■ **What you will do**
Copy the data that appears below exactly. Drop the pictures.

#### Data listing ####

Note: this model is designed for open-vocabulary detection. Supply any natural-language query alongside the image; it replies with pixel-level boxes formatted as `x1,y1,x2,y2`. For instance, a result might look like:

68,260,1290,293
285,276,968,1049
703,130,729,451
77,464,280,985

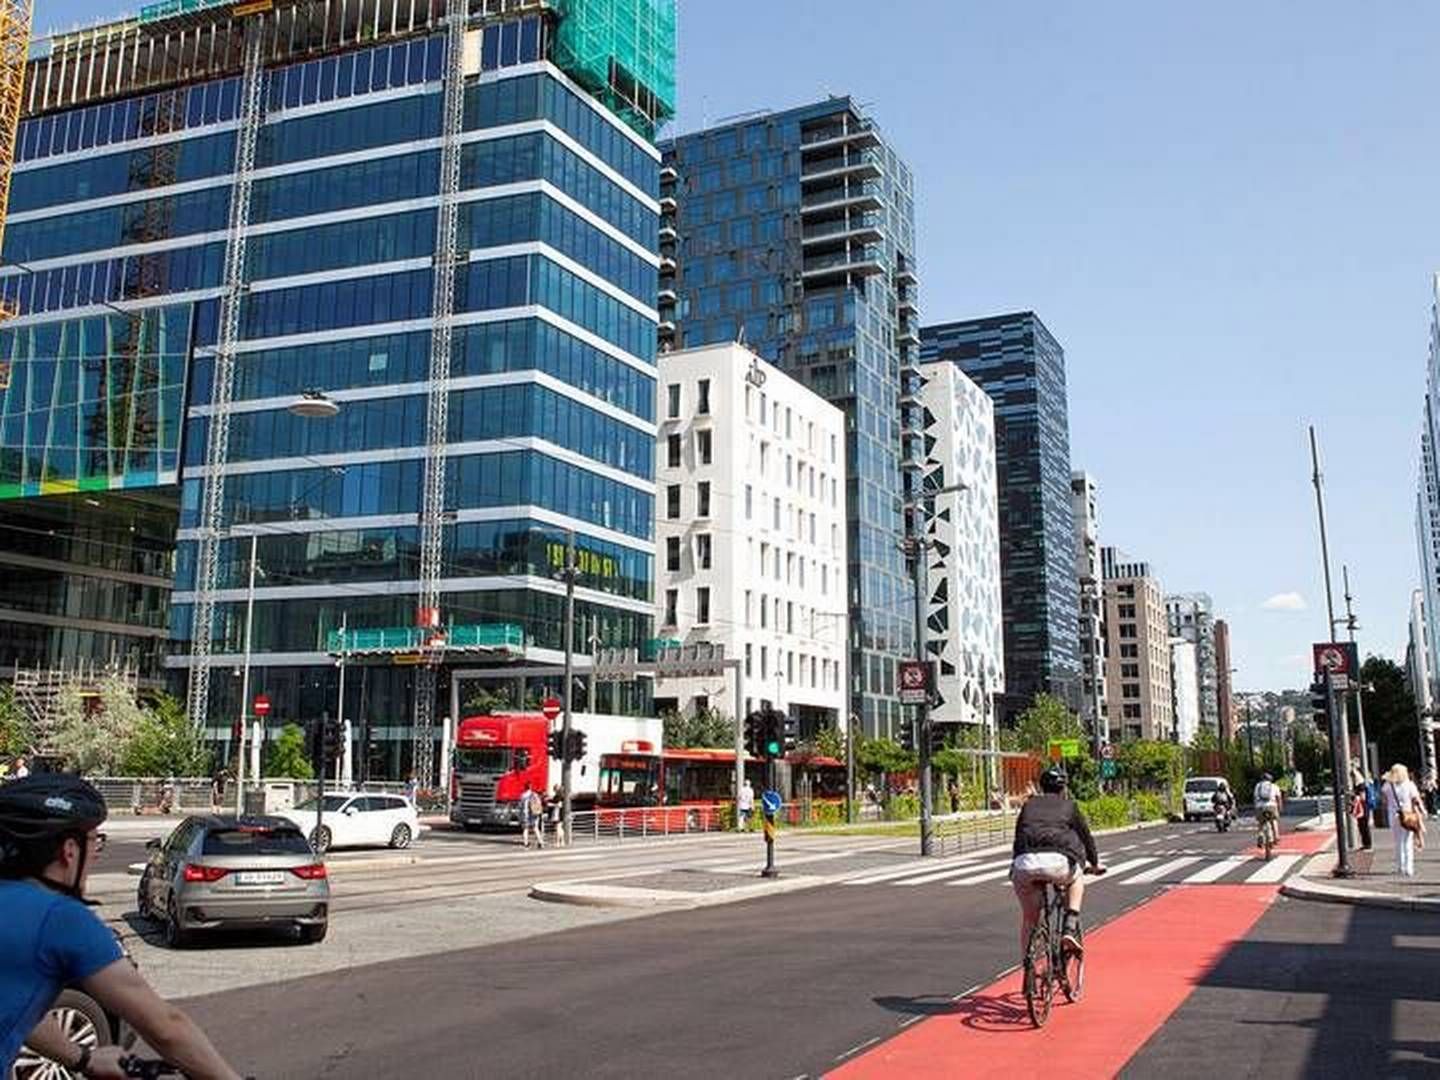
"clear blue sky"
36,0,1439,691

####

■ **Finished task**
Note: this model is designed for open-vocabulary detection. Supply any natural-language query alongside the image; it replies with pixel-level boxes formatted as `x1,y1,x2,y2`. For instance, a result might look like:

68,260,1290,293
285,276,968,1049
703,130,729,451
77,464,280,985

"clear blue sky"
36,0,1439,691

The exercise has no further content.